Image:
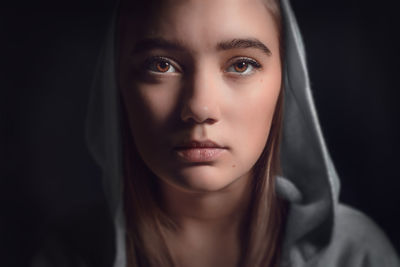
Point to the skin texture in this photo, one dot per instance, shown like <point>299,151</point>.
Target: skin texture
<point>201,96</point>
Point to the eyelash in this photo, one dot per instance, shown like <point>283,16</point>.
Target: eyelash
<point>149,64</point>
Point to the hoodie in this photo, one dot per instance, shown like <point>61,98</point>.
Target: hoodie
<point>319,230</point>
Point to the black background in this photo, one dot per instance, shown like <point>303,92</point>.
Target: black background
<point>50,184</point>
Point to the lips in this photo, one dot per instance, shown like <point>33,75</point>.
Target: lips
<point>199,151</point>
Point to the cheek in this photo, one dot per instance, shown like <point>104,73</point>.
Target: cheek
<point>251,114</point>
<point>152,106</point>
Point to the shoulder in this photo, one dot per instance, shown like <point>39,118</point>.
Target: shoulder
<point>357,241</point>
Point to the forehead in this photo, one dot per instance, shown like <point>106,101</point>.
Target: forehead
<point>198,21</point>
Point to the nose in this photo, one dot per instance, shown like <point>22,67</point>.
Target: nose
<point>201,99</point>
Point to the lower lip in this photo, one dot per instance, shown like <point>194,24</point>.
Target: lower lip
<point>199,154</point>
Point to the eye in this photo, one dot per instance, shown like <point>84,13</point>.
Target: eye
<point>160,65</point>
<point>244,66</point>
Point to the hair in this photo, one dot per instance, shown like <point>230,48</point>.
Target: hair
<point>262,228</point>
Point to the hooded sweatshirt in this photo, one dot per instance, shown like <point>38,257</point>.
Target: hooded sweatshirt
<point>319,230</point>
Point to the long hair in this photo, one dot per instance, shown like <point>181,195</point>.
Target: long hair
<point>262,227</point>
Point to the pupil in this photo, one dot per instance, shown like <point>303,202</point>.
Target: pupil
<point>241,66</point>
<point>163,66</point>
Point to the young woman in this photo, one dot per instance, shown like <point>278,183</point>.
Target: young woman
<point>203,122</point>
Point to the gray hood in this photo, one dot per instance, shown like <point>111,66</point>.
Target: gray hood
<point>309,179</point>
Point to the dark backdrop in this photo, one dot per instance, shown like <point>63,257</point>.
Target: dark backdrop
<point>50,184</point>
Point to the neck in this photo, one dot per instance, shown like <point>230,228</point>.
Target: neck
<point>223,209</point>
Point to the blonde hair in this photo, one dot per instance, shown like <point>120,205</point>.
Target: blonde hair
<point>262,227</point>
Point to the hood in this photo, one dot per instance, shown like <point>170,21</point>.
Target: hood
<point>309,181</point>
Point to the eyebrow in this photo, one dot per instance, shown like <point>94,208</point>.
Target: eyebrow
<point>161,43</point>
<point>244,43</point>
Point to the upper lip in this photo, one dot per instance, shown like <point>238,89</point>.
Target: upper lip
<point>198,144</point>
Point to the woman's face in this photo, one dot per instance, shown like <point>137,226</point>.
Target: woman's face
<point>200,81</point>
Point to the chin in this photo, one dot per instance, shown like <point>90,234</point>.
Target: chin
<point>204,179</point>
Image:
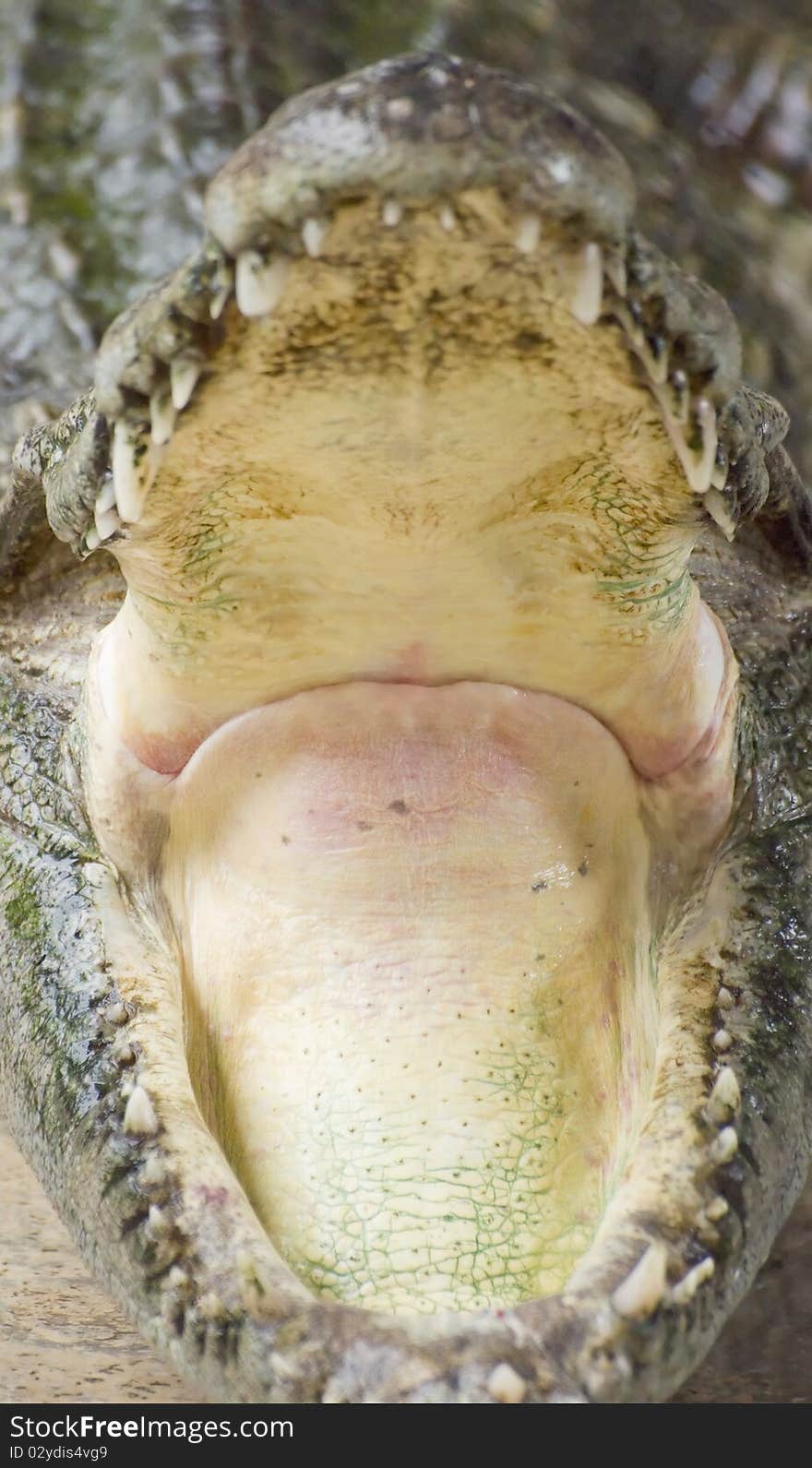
________
**What is being asked:** Present the lines above as a numbered list, leaving out blank lines and the pictures.

**Worked answer:**
1. Image:
2. Point to the skin texture in this photo, one dot per instance, shown like <point>299,151</point>.
3. Target: skin texture
4. <point>201,96</point>
5. Point to the eyelash in this photo, one dot per instance, shown like <point>283,16</point>.
6. Target: eyelash
7. <point>149,64</point>
8. Point to the hoodie in this photo, one dot per instance, shown like <point>61,98</point>.
9. Target: hoodie
10. <point>319,230</point>
11. Point to the black background in this photo, one dot per instance, shown like <point>303,92</point>.
12. Target: black background
13. <point>50,184</point>
14. Point to the lips in this photo, one dot per instance, shown like <point>33,75</point>.
15. Target: lips
16. <point>199,151</point>
17. Point to the cheek in this photo, one dot per instance, shown like <point>104,73</point>.
18. Target: cheek
19. <point>251,114</point>
20. <point>152,106</point>
21. Point to the shoulder in this photo, one dot per instance, shown like <point>39,118</point>.
22. Target: shoulder
23. <point>357,241</point>
24. Point to the forehead in this photo, one dot per instance, shown like <point>106,101</point>.
25. Target: forehead
26. <point>198,21</point>
27. Point to the nose in this photo, one dot per instance, shown like <point>22,67</point>.
28. Target: nose
29. <point>201,99</point>
30. Point to the lower lip in this photo, one dot per instance, shown like <point>194,24</point>.
31. Target: lower lip
32. <point>199,154</point>
33. Point to the eye in this photo, one dot per instance, shown like <point>84,13</point>.
34. Target: eye
35. <point>160,65</point>
36. <point>244,66</point>
37. Point to the hair in this photo, one dot per instance, shown like <point>230,48</point>.
38. Target: hair
39. <point>262,228</point>
40. Point to the hooded sweatshirt in this photo, one dot per instance, shown like <point>38,257</point>.
41. Target: hooded sweatshirt
42. <point>319,230</point>
43. Point to the long hair in this photo, one dot per instance, shown like <point>181,195</point>.
44. Target: long hair
45. <point>262,227</point>
46. Point to the pupil in this photo, one dot per instance, shown like <point>303,202</point>.
47. Target: pupil
48. <point>241,66</point>
49. <point>163,66</point>
50. Point to the young woman in this photo, one dot per instance, shown like <point>278,183</point>.
51. Target: young woman
52. <point>203,122</point>
53. Point to the gray hood in this photo, one dot per instance, shown like <point>111,66</point>.
54. Target: gray hood
55. <point>309,179</point>
56. Point to the dark backdrop in this photo, one dot per instance, shown like <point>63,257</point>.
57. Target: dark backdrop
58. <point>50,184</point>
59. Point to the neck in this photo, one dot per instance, shown like <point>230,228</point>.
60. Target: neck
61. <point>223,209</point>
62. Point to the blonde hair in this photo, one dot per instance, shown like <point>120,205</point>.
63. Target: blonde hair
64. <point>262,227</point>
65. Point to the hood in this photo, one dot per instance, shown like <point>170,21</point>.
66. Target: hood
67. <point>309,181</point>
68. Point to the eyebrow in this photo, one dot per instance, shown like <point>94,208</point>.
69. Target: eyebrow
70. <point>161,43</point>
71. <point>244,43</point>
72. Point to the upper lip in this photo, one dot per instance, shown like <point>238,89</point>.
73. Target: upper lip
74. <point>198,144</point>
75. Point to the woman's face in this photo, one dot per instance, shown like <point>137,226</point>.
76. Target: woman's face
77. <point>200,81</point>
78. Point to the chin in this photo, one dot per instance, shown like <point>90,234</point>.
79. Target: chin
80. <point>204,179</point>
81. Image:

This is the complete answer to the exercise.